* [EXERCISE GOAL] All of the records must be given again exactly.

Spatial localization data:

┌────────

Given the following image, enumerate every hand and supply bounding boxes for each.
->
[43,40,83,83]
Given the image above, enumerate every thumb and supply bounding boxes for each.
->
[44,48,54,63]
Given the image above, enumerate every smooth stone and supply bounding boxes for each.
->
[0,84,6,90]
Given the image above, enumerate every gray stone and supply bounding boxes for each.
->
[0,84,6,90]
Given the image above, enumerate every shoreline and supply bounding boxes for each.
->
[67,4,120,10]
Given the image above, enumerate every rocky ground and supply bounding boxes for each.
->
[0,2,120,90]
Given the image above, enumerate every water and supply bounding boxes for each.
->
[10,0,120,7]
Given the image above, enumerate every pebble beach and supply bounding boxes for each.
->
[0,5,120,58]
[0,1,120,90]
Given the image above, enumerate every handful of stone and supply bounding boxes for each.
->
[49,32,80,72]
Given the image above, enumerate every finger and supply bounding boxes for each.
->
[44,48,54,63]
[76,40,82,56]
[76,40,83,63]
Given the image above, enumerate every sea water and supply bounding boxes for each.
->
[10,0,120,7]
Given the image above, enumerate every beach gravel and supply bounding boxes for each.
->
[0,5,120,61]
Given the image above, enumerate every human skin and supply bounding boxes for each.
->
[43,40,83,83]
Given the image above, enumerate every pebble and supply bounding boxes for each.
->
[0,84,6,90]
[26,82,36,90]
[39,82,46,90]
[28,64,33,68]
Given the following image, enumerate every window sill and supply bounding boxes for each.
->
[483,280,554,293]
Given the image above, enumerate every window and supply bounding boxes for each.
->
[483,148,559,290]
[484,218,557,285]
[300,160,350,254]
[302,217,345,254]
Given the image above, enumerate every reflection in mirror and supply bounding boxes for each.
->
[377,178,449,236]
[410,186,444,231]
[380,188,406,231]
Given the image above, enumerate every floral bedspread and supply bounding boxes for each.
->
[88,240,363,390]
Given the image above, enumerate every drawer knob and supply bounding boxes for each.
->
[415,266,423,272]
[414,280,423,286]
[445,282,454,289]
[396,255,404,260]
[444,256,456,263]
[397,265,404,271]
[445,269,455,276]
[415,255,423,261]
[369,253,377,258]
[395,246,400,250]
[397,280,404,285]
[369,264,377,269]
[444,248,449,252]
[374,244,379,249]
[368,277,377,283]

└────────

* [SOLUTION]
Given the following image, enumerate every hand and supply bounding boxes for each.
->
[43,40,83,83]
Given the image above, enumerate every thumb and supply bounding boxes for each.
->
[44,48,54,63]
Given the image above, enumerate every smooth stone and supply bounding boxes for each.
->
[0,84,6,90]
Given the image above, enumerate every gray stone and supply bounding boxes for each.
->
[0,84,6,90]
Given the image above, enumerate every shoreline and supply bounding boxes for each.
->
[67,4,120,10]
Given the image above, enumerate every rocky ground and supply bounding boxes for each.
->
[0,2,120,90]
Given the image above, enumerate every water and supply bounding boxes for each.
->
[10,0,120,7]
Given the image above, enumerate every pebble beach and supply bounding boxes for each.
->
[0,5,120,58]
[0,1,120,90]
Given the image above, enumerate every handful of stone and supply bounding boxes for each.
->
[49,32,80,72]
Given the image above, enumerate every finger and supply bounding boxes for each.
->
[44,48,54,63]
[76,40,82,56]
[76,40,83,63]
Given the image above, enumerate every sea water and supply bounding boxes for each.
->
[10,0,120,7]
Given the image above, enumerate every beach gravel and supply bounding boxes for each.
->
[0,5,120,61]
Given the image above, enumerate every human skin and supply bounding boxes for each.
->
[43,40,83,83]
Given the image above, enumerate every pebble and supply bounding boxes for each.
->
[0,84,6,90]
[26,82,36,90]
[39,82,46,90]
[28,64,33,68]
Given the following image, enumerate every window sill and supply bounding boxes for each.
->
[483,280,554,293]
Given the image above, enumerate every window and supply bounding boxes for each.
->
[483,148,559,290]
[484,218,557,285]
[300,160,350,254]
[302,217,345,254]
Given the image above, enumerate every reflection in mirror and supply bounding boxes for each.
->
[377,178,449,236]
[410,186,444,231]
[380,188,406,231]
Given the image above, enumerate every floral bedspread and supply bounding boxes for each.
->
[88,240,363,390]
Given the image above, enumerate every drawer knob and supply bounding boxes for each.
->
[415,266,423,272]
[414,280,423,286]
[445,282,454,289]
[396,255,404,260]
[444,256,456,263]
[397,265,404,271]
[445,269,455,276]
[415,255,423,261]
[369,253,377,258]
[395,246,400,250]
[397,280,404,285]
[369,264,377,269]
[444,248,449,252]
[374,244,379,249]
[368,277,377,283]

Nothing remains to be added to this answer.